(begin)
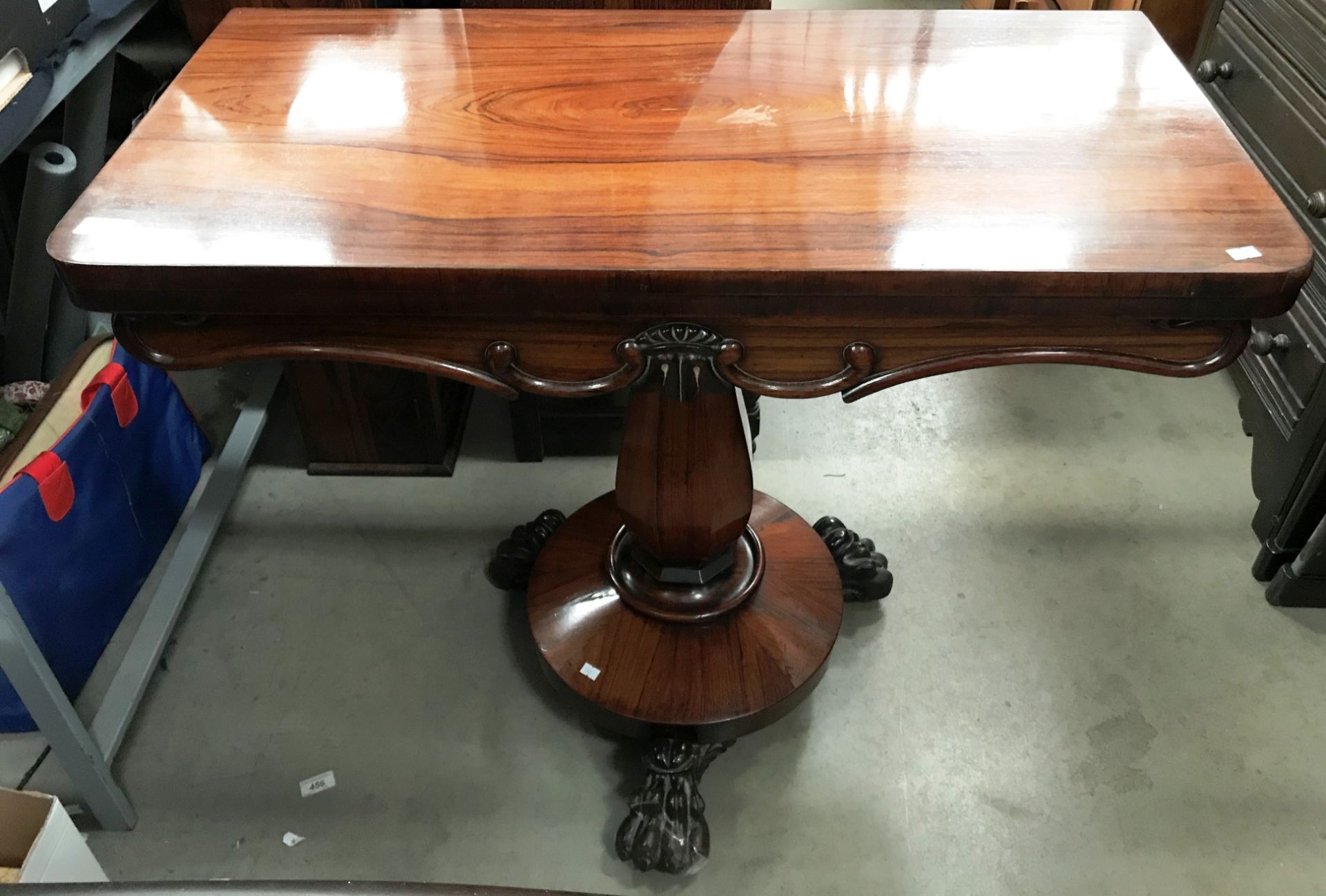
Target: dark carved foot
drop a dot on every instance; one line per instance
(863, 570)
(666, 828)
(752, 406)
(514, 560)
(end)
▸ **Exercise requirements**:
Rewrite the lines of all the rows, replacing "carved" with "wooden" and changing nothing else. Leave the pictures out.

▸ **Result of the task**:
Target: dark wooden foot
drop a dot on every instance; one line per instance
(863, 570)
(666, 828)
(752, 406)
(514, 560)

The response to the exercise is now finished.